Aim of the exercise
Update the items from the first line up to and including the line containing "120L84 68L47 58L26", changing "outline" to "contour" and leaving everything else as it is. Return only those lines.

········

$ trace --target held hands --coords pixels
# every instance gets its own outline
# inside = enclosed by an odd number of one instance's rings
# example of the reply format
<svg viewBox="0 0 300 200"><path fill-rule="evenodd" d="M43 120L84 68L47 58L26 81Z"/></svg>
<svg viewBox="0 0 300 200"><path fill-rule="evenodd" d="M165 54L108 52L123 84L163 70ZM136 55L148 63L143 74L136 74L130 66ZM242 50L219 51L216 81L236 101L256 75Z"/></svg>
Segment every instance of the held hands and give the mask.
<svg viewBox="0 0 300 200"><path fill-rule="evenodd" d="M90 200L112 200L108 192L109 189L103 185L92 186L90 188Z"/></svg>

········

Response to this exercise
$ trace --target held hands --coords pixels
# every instance gets its own contour
# inside = enclosed by an odd number of one instance's rings
# example of the reply format
<svg viewBox="0 0 300 200"><path fill-rule="evenodd" d="M43 120L84 68L47 58L26 81Z"/></svg>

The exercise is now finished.